* Required task *
Copy out every line in the rows below that contains the string "wooden".

***** Excerpted records

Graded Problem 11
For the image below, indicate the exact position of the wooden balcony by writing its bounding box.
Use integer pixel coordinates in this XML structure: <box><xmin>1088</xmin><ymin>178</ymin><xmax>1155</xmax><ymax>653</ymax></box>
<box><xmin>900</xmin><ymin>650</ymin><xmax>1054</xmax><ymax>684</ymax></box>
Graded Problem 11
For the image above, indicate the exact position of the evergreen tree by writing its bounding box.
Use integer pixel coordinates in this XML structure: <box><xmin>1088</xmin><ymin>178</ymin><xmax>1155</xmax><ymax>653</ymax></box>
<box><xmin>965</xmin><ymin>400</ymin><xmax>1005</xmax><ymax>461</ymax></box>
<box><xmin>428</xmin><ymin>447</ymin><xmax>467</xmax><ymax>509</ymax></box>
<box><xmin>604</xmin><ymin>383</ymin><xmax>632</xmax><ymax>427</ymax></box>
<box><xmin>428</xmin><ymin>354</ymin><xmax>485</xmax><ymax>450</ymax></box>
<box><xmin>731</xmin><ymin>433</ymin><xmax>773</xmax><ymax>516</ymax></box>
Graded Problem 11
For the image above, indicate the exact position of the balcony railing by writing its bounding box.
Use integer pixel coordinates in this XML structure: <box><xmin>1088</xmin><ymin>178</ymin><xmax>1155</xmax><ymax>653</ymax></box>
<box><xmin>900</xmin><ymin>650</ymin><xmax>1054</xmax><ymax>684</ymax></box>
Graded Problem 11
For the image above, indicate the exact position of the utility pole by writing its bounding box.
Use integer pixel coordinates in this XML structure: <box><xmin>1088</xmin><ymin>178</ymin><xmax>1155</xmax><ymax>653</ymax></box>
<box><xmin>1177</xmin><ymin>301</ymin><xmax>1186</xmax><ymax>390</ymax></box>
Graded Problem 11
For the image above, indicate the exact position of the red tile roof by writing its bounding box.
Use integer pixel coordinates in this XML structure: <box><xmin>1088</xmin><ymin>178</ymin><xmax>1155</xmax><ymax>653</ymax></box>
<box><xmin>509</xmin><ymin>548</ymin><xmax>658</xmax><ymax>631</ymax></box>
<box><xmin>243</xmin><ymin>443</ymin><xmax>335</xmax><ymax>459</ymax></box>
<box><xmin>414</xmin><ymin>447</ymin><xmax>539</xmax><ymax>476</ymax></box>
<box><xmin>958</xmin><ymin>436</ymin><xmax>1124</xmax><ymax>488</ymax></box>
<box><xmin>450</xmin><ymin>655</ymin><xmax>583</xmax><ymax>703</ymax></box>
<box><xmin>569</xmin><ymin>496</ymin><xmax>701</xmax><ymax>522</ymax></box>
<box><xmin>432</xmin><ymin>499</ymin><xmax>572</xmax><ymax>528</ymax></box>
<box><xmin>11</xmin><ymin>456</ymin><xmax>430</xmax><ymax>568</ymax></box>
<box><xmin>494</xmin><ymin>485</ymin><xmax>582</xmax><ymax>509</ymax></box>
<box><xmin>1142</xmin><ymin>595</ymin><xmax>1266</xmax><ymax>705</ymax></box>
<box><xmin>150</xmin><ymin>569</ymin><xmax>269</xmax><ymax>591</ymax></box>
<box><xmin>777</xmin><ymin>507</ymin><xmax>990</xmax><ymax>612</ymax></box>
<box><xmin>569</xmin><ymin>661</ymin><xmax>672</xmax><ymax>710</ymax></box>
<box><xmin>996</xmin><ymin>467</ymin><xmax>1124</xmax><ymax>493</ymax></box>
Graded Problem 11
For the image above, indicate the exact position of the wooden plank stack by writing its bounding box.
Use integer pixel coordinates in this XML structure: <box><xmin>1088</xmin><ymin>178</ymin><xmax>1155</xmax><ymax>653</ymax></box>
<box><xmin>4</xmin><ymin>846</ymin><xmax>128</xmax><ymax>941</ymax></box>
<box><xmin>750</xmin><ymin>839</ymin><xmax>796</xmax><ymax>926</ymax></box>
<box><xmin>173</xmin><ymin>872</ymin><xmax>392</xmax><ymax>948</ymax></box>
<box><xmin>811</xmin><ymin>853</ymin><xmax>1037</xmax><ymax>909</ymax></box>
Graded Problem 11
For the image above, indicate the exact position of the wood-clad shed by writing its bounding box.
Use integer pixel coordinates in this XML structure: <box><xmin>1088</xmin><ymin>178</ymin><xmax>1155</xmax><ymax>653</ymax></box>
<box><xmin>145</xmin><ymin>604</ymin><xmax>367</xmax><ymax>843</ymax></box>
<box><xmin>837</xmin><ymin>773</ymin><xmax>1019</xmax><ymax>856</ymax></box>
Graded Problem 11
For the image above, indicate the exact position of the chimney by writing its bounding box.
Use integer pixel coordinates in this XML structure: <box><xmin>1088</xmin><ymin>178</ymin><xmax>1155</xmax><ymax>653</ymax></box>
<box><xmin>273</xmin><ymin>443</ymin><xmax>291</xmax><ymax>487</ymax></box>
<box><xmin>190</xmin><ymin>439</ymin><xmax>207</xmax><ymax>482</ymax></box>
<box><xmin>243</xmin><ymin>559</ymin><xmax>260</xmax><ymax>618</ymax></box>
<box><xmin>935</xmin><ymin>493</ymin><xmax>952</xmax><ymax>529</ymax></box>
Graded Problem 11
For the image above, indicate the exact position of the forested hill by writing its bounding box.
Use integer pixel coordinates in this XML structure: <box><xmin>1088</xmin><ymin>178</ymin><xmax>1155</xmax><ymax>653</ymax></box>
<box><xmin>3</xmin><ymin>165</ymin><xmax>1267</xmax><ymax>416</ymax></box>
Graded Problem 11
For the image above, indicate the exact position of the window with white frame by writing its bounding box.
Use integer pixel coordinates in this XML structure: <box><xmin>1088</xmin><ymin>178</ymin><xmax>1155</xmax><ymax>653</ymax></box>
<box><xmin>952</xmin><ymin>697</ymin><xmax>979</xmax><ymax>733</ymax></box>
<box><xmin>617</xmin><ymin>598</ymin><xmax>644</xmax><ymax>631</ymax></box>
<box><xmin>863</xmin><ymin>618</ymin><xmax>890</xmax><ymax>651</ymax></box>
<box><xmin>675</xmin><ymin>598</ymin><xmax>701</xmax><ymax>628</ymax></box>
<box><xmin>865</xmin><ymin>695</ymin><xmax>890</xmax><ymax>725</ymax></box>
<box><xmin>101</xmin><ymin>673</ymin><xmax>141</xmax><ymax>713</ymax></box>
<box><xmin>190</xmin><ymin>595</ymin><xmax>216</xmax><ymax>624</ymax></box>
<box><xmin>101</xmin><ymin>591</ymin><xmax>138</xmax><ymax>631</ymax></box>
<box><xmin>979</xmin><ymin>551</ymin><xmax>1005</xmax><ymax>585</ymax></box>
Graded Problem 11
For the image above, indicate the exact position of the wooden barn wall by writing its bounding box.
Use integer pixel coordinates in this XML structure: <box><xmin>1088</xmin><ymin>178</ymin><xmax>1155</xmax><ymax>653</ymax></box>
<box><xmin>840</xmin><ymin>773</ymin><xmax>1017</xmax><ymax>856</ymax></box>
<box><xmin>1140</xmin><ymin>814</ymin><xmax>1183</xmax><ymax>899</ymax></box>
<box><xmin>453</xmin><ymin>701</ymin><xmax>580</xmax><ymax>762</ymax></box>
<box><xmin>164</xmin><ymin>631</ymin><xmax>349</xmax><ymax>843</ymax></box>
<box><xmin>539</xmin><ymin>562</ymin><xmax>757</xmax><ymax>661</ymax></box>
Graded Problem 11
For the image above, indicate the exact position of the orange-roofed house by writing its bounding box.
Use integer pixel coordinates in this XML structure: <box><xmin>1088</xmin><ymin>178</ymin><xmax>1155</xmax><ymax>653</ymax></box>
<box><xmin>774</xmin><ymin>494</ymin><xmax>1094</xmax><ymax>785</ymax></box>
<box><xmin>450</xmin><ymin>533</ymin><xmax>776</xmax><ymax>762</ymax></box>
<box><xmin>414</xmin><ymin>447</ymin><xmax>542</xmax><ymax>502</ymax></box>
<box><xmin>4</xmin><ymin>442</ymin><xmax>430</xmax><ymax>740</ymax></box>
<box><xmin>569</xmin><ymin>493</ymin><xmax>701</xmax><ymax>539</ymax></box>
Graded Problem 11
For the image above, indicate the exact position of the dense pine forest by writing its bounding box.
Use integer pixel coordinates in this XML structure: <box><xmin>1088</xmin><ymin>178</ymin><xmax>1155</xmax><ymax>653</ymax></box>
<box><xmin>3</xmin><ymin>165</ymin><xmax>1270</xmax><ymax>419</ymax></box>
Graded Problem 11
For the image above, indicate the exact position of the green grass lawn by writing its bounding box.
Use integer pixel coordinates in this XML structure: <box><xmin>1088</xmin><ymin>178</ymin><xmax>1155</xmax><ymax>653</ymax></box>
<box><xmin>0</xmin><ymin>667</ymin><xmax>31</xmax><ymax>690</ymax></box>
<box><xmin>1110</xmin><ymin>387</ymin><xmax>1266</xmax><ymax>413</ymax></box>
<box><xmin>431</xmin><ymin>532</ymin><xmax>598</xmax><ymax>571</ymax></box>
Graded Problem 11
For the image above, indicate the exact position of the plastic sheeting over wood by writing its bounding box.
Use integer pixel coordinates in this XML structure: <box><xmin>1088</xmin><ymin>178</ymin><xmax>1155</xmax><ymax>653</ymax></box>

**********

* Response to the task *
For the image below, indicate the exact position of the wooden balcony by writing its bounding box.
For the image above, indicate the exact position of the wooden plank stack by writing its bounding box.
For the image above, indicate the exact position of the wooden barn wall by writing its bounding box.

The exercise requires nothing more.